● EXERCISE OBJECTIVE: Copy out all of the entries below without any change.
++++++++
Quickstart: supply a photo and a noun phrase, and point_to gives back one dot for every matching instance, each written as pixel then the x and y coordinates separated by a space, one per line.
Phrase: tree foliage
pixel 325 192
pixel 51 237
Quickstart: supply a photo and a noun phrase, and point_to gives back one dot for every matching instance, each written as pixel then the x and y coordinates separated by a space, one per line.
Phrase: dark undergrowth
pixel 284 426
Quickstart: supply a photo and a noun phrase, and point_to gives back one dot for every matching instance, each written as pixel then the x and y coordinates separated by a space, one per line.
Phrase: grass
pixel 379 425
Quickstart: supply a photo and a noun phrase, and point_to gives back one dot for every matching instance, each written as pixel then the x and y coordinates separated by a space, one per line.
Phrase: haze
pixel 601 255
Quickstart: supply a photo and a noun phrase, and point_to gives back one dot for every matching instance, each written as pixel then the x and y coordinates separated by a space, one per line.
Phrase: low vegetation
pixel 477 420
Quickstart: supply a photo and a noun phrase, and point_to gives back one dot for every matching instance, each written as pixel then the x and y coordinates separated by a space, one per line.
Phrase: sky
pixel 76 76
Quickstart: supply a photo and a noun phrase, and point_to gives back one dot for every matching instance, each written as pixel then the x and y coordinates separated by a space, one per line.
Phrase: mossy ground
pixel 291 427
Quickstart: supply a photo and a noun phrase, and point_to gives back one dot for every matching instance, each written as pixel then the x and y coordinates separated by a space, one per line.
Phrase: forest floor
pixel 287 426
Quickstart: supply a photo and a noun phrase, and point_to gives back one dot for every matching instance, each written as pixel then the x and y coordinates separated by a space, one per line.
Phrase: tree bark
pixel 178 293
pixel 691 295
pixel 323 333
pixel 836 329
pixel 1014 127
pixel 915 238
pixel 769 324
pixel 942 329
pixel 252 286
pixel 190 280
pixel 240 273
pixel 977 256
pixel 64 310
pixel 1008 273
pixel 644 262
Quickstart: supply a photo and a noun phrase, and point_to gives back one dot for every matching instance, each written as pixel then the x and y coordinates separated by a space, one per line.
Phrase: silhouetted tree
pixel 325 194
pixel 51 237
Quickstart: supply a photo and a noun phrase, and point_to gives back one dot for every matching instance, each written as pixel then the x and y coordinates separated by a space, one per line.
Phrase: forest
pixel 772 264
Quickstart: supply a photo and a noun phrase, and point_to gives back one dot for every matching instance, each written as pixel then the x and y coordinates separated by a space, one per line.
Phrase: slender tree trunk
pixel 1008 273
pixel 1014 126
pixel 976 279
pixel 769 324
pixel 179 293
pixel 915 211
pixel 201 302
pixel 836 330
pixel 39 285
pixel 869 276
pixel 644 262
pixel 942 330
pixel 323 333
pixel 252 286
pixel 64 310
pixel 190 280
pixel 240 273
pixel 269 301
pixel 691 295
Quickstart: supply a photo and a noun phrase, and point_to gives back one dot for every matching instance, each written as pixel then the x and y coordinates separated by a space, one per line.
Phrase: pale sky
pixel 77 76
++++++++
● FINISHED TASK:
Quickstart: supply a photo and a noun phrase, and point_to gives back one dot for every matching instance, each written as pixel then the x and y coordinates separated by a space, one per line.
Phrase: tree foliage
pixel 325 192
pixel 51 237
Quickstart: supply a photo and a noun phrase, and point_to gives back one dot for every matching instance, each written as pixel then the x and y coordinates separated by a space, one per line.
Phrase: dark undergrowth
pixel 284 426
Quickstart: supply a photo and a noun phrase, and point_to gives back one dot for every matching instance, each written as pixel then the x and y coordinates separated by a space, one per line.
Phrase: grass
pixel 379 425
Quickstart: supply a photo and a noun phrase, and point_to gives back one dot for every matching instance, each written as pixel then the x and y coordinates separated by a space, one per line.
Phrase: haze
pixel 601 255
Quickstart: supply a photo and a noun phrase, and point_to gives back one dot for every matching instance, each written as pixel then the x and y coordinates separated by a space, one per line.
Phrase: low vegetation
pixel 477 420
Quickstart: supply a photo and a noun phrase, and point_to gives back one dot for every matching instance, each written as pixel then the x and y coordinates separated by a space, one per line.
Phrase: sky
pixel 76 76
Quickstart: supply a photo and a noun phrase, and point_to gives back one dot for every matching instance, each written as pixel then the x and y coordinates separated by a space, one per line.
Phrase: mossy ground
pixel 291 427
Quickstart: supply a photo and a noun phrase, and point_to gives back one dot for every matching instance, each written as pixel then the x and y coordinates separated by a space, one per line.
Phrase: forest floor
pixel 287 426
Quickstart: supply a photo and a noun phrase, and point_to gives back one dot for every matching instance, each written as pixel then the x and y coordinates separated by a space, one per line.
Phrase: tree bark
pixel 178 293
pixel 691 295
pixel 323 333
pixel 836 329
pixel 1014 127
pixel 915 238
pixel 769 324
pixel 942 329
pixel 252 286
pixel 190 280
pixel 240 273
pixel 977 256
pixel 64 310
pixel 1008 273
pixel 644 262
Quickstart: supply a photo and a noun phrase, and point_to gives back one dot for every matching instance, each written as pixel then the x and y coordinates separated by a space, one per line.
Phrase: silhouetted tree
pixel 325 194
pixel 51 237
Quickstart: supply a photo and a noun phrase, and point_to gives back one dot for every matching instance, each written as pixel then the x and y coordinates separated by a space, one per line.
Phrase: forest
pixel 772 264
Quickstart: supply a photo and a noun phrase, and point_to gives back one dot for every matching instance, each written as pixel then the x and y coordinates separated by a space, one per line.
Phrase: slender tree trunk
pixel 1008 273
pixel 1014 126
pixel 976 279
pixel 769 324
pixel 179 293
pixel 915 211
pixel 201 302
pixel 836 330
pixel 39 285
pixel 869 276
pixel 644 262
pixel 942 330
pixel 323 333
pixel 252 286
pixel 64 310
pixel 190 280
pixel 240 273
pixel 269 301
pixel 691 295
Quickstart: supply a photo and a noun phrase, and point_to gives back one dot for every matching instance, each written as pixel then the x and y coordinates separated by a space, one per line.
Phrase: pale sky
pixel 77 76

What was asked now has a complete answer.